SHORT EXERCISE A:
In the RCU patch thread, list each bit field named in the bulleted constraints that begin with "o", and give what each one indicates.
SHORT EXERCISE B:
Write the next part of the RCU grace-period hang patch thread, starting after its final sentence.

Re: [PATCH tip/core/rcu 13/22] rcu: Fix grace-period hangs due to race with CPU offline

From: Paul E. McKenney
Date: Tue Jun 26 2018 - 19:38:11 EST


On Tue, Jun 26, 2018 at 10:32:25PM +0200, Peter Zijlstra wrote:
> On Tue, Jun 26, 2018 at 01:26:15PM -0700, Paul E. McKenney wrote:
> > commit 2e5b2ff4047b138d6b56e4e3ba91bc47503cdebe
> > Author: Paul E. McKenney <paulmck@xxxxxxxxxxxxxxxxxx>
> > Date: Fri May 25 19:23:09 2018 -0700
> >
> > rcu: Fix grace-period hangs due to race with CPU offline
> >
> > Without special fail-safe quiescent-state-propagation checks, grace-period
> > hangs can result from the following scenario:
> >
> > 1. CPU 1 goes offline.
> >
> > 2. Because CPU 1 is the only CPU in the system blocking the current
> > grace period, the grace period ends as soon as
> > rcu_cleanup_dying_idle_cpu()'s call to rcu_report_qs_rnp()
> > returns.
>
> My current code doesn't have that call... So this is a new problem
> earlier in this series.
>
> > 3. At this point, the leaf rcu_node structure's ->lock is no longer
> > held: rcu_report_qs_rnp() has released it, as it must in order
> > to awaken the RCU grace-period kthread.
> >
> > 4. At this point, that same leaf rcu_node structure's ->qsmaskinitnext
> > field still records CPU 1 as being online. This is absolutely
> > necessary because the scheduler uses RCU (in this case on the
> > wake-up path while awakening RCU's grace-period kthread), and
> > ->qsmaskinitnext contains RCU's idea as to which CPUs are online.
> > Therefore, invoking rcu_report_qs_rnp() after clearing CPU 1's
> > bit from ->qsmaskinitnext would result in a lockdep-RCU splat
> > due to RCU being used from an offline CPU.
>
> Argh.. so it's your own wakeup!

That it is. The outgoing CPU might need to wake up RCU's grace-period
kthread, for example, if that CPU was the last thing holding up the
current grace period.

> This all still smells really bad. But let me try and figure out where
> you introduced the problem.

Well, I can't say that it is the code that I am the most proud of...

On the other hand, there are a number of constraints on this code:

o The ->qsmask bits indicate which CPUs the current grace period
is still waiting on.

o The ->qsmaskinit bits indicate which CPUs the current grace
period was waiting on at grace-period initialization time.
In fact, the ->qsmask bits are initialized by copying from
the corresponding ->qsmaskinit bits.

o The ->qsmaskinitnext bits indicate which CPUs are online at
a given time, from an RCU perspective. RCU will consider
an incoming CPU to be online before cpu_online_mask does,
and RCU will also consider an outgoing CPU to be online after
cpu_online_mask says that it is gone.

Point placement records
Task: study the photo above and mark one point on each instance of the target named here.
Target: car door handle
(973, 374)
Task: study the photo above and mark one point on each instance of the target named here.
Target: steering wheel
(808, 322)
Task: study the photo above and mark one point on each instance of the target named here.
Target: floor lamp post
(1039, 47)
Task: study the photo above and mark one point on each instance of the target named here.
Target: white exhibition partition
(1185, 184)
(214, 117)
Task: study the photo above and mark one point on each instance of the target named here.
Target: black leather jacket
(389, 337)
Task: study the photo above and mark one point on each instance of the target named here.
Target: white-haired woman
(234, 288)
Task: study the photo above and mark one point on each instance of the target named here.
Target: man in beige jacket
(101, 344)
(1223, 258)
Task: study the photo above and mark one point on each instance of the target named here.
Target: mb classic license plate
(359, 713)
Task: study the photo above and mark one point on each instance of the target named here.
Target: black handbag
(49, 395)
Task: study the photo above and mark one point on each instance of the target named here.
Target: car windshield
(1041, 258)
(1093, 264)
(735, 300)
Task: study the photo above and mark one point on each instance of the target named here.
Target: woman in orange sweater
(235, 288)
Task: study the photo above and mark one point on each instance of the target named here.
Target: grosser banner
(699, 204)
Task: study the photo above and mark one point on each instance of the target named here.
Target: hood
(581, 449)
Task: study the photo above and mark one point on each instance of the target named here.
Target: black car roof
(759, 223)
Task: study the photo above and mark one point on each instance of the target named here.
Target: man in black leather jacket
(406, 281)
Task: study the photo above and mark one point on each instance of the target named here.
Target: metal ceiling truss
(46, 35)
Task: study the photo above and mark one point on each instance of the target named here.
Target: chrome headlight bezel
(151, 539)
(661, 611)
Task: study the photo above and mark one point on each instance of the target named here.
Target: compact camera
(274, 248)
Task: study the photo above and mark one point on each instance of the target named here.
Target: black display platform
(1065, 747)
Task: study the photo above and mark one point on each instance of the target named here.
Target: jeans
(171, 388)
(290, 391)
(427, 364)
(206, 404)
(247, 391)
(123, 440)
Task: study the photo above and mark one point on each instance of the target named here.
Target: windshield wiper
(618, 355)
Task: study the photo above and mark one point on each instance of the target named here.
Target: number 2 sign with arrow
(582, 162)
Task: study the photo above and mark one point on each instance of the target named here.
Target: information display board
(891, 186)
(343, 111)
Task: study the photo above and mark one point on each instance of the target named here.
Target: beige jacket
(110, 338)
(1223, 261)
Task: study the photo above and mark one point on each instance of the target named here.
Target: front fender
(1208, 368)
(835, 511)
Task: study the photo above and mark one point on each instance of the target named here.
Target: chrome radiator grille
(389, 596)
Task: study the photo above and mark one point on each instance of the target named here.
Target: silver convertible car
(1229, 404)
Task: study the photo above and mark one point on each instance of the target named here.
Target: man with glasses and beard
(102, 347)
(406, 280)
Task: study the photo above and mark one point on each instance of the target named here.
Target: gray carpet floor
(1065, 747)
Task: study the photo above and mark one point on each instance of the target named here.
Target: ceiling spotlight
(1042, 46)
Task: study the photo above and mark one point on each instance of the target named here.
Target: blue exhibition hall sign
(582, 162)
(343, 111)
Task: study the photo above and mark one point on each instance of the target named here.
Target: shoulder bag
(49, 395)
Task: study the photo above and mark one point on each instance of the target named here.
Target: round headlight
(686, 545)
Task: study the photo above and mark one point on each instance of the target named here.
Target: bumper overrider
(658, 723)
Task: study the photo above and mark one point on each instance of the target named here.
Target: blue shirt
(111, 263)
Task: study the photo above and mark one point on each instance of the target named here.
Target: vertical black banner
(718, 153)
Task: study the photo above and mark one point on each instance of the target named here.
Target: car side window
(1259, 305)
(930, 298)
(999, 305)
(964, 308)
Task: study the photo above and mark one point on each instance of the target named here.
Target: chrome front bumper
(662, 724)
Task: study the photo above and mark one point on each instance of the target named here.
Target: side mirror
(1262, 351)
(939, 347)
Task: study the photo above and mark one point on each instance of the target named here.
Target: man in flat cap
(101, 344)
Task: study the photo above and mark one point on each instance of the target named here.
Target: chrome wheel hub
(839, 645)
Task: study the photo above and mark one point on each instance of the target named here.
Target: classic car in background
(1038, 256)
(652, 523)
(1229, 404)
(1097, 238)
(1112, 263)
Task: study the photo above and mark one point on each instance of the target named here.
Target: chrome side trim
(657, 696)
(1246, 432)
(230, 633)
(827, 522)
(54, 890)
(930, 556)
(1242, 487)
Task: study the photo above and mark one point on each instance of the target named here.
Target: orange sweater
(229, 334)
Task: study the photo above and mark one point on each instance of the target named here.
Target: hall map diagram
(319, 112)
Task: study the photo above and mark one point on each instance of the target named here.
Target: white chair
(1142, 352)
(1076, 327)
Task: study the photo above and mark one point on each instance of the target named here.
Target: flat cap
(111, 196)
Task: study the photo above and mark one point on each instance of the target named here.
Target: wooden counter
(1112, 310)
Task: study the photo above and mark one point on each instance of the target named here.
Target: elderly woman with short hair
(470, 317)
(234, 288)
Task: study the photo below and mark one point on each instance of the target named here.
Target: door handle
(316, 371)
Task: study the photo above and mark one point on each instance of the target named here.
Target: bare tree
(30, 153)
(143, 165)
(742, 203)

--

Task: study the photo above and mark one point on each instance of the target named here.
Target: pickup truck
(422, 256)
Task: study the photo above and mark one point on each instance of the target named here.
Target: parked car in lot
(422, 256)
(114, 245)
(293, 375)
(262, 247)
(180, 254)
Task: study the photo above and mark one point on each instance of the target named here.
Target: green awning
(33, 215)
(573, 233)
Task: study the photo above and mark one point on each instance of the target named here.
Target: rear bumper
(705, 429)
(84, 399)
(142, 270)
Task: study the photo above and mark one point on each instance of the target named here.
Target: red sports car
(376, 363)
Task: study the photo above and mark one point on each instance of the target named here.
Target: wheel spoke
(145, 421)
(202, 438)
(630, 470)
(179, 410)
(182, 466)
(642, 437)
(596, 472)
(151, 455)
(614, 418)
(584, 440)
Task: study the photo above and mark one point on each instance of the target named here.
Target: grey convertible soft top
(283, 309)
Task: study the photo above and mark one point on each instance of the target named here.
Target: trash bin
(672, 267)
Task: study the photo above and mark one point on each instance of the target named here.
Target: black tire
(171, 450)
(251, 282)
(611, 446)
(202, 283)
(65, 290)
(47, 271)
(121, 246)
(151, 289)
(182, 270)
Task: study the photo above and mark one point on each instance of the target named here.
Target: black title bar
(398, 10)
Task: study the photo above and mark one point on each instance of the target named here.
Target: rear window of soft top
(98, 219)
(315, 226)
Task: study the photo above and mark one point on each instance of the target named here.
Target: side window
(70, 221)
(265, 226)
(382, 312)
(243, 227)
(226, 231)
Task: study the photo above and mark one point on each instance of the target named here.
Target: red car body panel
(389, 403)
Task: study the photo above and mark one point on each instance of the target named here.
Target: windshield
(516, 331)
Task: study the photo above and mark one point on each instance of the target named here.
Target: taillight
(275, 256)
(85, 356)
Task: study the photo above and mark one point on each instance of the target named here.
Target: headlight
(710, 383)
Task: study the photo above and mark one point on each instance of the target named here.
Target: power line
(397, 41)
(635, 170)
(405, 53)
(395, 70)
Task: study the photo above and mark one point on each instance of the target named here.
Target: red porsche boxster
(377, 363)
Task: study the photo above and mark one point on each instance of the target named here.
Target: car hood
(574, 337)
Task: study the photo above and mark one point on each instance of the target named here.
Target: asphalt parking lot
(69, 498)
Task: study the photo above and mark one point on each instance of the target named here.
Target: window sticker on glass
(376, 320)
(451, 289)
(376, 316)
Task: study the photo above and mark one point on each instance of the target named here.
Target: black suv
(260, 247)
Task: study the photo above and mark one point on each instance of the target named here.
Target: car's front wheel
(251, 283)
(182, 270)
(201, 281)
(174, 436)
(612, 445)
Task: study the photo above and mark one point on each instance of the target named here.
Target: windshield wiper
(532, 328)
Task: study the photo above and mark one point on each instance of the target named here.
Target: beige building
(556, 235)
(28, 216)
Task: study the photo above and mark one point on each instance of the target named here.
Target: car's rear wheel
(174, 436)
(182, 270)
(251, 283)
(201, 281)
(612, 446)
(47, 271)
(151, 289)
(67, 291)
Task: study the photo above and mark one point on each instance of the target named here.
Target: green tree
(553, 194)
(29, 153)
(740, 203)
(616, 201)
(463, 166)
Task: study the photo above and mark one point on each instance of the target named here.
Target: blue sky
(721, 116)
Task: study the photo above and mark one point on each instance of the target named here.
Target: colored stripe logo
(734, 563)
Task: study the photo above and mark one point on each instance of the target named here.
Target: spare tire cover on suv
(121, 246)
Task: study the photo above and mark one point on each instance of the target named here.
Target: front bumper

EXPECTED ANSWER A:
- ->qsmask: which CPUs the current grace period is still waiting on.
- ->qsmaskinit: which CPUs the current grace period was waiting on at grace-period initialization time. The ->qsmask bits are initialized by copying from these.
- ->qsmaskinitnext: which CPUs are online at a given time, from an RCU perspective.

EXPECTED ANSWER B:
o Only the leaf rcu_node structures' ->qsmaskinitnext bits have
meaning. Thus, although the ->qsmaskinit bits are initialized
for a given grace period based on changes in the values of
the ->qsmaskinitnext bits since the beginning of the last
grace period, for the non-leaf ->qsmaskinit bits, this cannot
be a simple copy operation. (Instead, changes are pushed up
the rcu_node tree.)

Why not instead make the CPU-hotplug operations push the
changes up the tree? Because this could race with grace-period
initialization, in which case it would result in inconsistent
values for the ->qsmaskinit bits, and thus of the ->qsmask bits.
These inconsistent values can result in too-short grace periods
on the one hand and grace-period hangs on the other.

o The purpose of these three bitmasks is to decouple RCU's
grace-period initialization from CPU-hotplug operations.
The reason for this decoupling is that various pieces of the
CPU-hotplug code wait on RCU grace periods, which means that
RCU grace-period initialization cannot block CPU hotplug,
at least not without risk of deadlock.

o The initial state of all the ->qsmask bits must be consistent (at
least in the case where no CPU tries to report a quiescent state
until all these bits are fully initialized). That is to say,
if the initial value of a given ->qsmask is all zero (and there
are no preempted tasks referenced by the ->gp_tasks pointer,
see below), then the initial value of the corresponding bit of
the parent rcu_node structure must also be zero. Similarly, if
the initial value of a given ->qsmask has at least one non-zero
bit (or there is at least one task referenced by the ->gp_tasks
pointer), then the initial value of the corresponding bit of
the parent rcu_node structure must also be non-zero. Of course,

Violation of this rule was the impetus for several of the
patches under discussion.

o Only the CPU-hotplug code is allowed to change the values of
the ->qsmaskinitnext bits. The grace-period initialization code
reads these bits, but so does code checking for offline CPUs.
The rcu_node structure's ->lock must be held when changing
these bits.

o Only the grace-period initialization code is allowed to access the
->qsmaskinit bits (give or take debug prints). In theory, no lock
is required when updating these bits, but in practice the rcu_node
structure's ->lock is held due to the need to hold either the
->qsmask or the ->qsmaskinitnext bits still while carrying out
the access.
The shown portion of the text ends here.